## [Task data]
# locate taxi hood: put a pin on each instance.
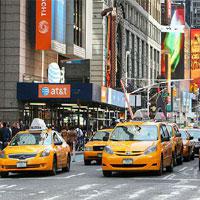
(24, 149)
(96, 143)
(131, 145)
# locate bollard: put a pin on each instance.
(74, 151)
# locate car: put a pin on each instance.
(177, 143)
(195, 133)
(138, 146)
(35, 149)
(188, 146)
(94, 148)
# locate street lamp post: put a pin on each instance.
(126, 81)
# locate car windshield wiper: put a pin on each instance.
(114, 140)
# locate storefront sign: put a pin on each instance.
(43, 24)
(54, 91)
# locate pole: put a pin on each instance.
(126, 99)
(42, 73)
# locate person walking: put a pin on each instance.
(5, 135)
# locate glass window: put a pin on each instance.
(31, 139)
(135, 133)
(99, 135)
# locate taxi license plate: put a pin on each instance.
(21, 165)
(99, 155)
(127, 161)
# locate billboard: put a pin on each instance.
(173, 45)
(58, 37)
(195, 56)
(43, 25)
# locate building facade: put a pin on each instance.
(20, 62)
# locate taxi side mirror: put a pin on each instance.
(191, 138)
(178, 134)
(166, 139)
(58, 143)
(105, 138)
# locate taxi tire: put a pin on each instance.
(67, 168)
(160, 171)
(170, 167)
(54, 167)
(4, 174)
(107, 173)
(87, 162)
(174, 158)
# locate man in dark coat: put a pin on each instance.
(5, 135)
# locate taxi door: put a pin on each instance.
(166, 145)
(58, 147)
(179, 141)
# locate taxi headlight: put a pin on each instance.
(2, 154)
(88, 148)
(45, 153)
(108, 150)
(150, 150)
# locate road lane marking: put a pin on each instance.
(86, 187)
(120, 186)
(74, 175)
(11, 186)
(51, 198)
(95, 194)
(2, 186)
(182, 169)
(137, 194)
(41, 192)
(184, 186)
(169, 177)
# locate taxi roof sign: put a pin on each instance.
(38, 124)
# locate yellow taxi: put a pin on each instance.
(138, 146)
(36, 149)
(94, 148)
(177, 143)
(188, 146)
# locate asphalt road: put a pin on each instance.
(88, 183)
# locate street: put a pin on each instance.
(87, 182)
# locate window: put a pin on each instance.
(78, 22)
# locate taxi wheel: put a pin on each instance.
(87, 162)
(67, 168)
(180, 160)
(175, 158)
(54, 167)
(4, 174)
(192, 156)
(160, 171)
(107, 173)
(170, 167)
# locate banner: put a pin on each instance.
(195, 56)
(43, 25)
(54, 91)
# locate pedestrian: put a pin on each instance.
(15, 128)
(5, 135)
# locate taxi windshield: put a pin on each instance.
(99, 135)
(169, 128)
(31, 139)
(183, 134)
(194, 133)
(135, 133)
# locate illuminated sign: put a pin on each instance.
(43, 24)
(54, 91)
(195, 55)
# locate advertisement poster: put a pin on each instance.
(43, 25)
(58, 40)
(195, 56)
(173, 45)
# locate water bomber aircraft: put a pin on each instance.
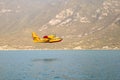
(45, 39)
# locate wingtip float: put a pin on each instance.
(45, 39)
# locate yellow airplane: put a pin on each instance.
(45, 39)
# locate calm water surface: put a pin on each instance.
(60, 65)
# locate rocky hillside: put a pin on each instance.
(83, 24)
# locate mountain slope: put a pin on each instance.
(83, 24)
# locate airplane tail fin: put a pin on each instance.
(35, 37)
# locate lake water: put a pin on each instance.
(60, 65)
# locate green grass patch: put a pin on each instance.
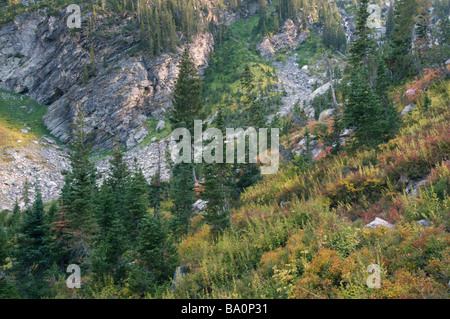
(19, 112)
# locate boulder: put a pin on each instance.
(325, 115)
(161, 125)
(407, 109)
(424, 223)
(379, 222)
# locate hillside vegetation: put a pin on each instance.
(367, 182)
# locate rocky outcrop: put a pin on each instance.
(43, 58)
(289, 36)
(379, 222)
(40, 163)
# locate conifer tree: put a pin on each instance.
(390, 21)
(216, 189)
(361, 47)
(186, 108)
(92, 61)
(400, 58)
(156, 253)
(138, 204)
(32, 253)
(79, 190)
(363, 111)
(187, 95)
(262, 24)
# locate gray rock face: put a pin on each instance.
(42, 57)
(297, 84)
(38, 163)
(326, 115)
(379, 222)
(407, 109)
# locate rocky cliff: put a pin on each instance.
(45, 59)
(41, 57)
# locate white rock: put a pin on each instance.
(200, 205)
(379, 222)
(161, 125)
(325, 115)
(407, 109)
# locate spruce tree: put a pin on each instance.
(262, 24)
(361, 47)
(400, 58)
(186, 108)
(390, 21)
(32, 252)
(156, 253)
(92, 61)
(187, 95)
(215, 187)
(79, 190)
(363, 111)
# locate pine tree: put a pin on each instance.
(14, 221)
(85, 76)
(400, 59)
(138, 204)
(156, 253)
(361, 47)
(251, 104)
(92, 61)
(79, 190)
(111, 241)
(363, 111)
(390, 21)
(186, 108)
(215, 187)
(155, 192)
(262, 24)
(4, 246)
(26, 193)
(187, 95)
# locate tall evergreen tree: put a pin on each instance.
(400, 58)
(32, 253)
(216, 188)
(362, 46)
(390, 21)
(363, 111)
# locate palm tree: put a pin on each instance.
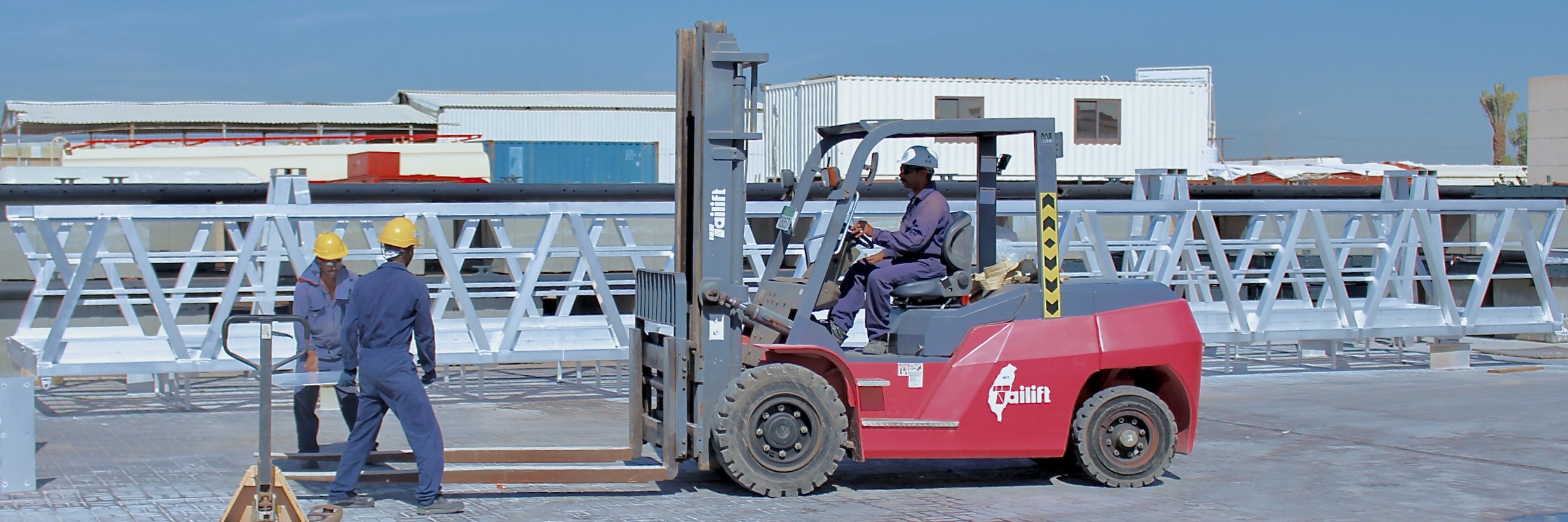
(1498, 107)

## [Instructions for the task]
Can you rewrite the lines from the one containing "# locate tall" through the end of the lines, replacing "put a pin" with "drop a marker" and leaving everything else unchanged? Leave the pictures out of your answer.

## [Output below]
# locate tall evergreen tree: drop a marker on each instance.
(400, 58)
(32, 253)
(216, 188)
(362, 46)
(390, 21)
(363, 111)
# locate palm tree: drop a marker on each instance.
(1498, 107)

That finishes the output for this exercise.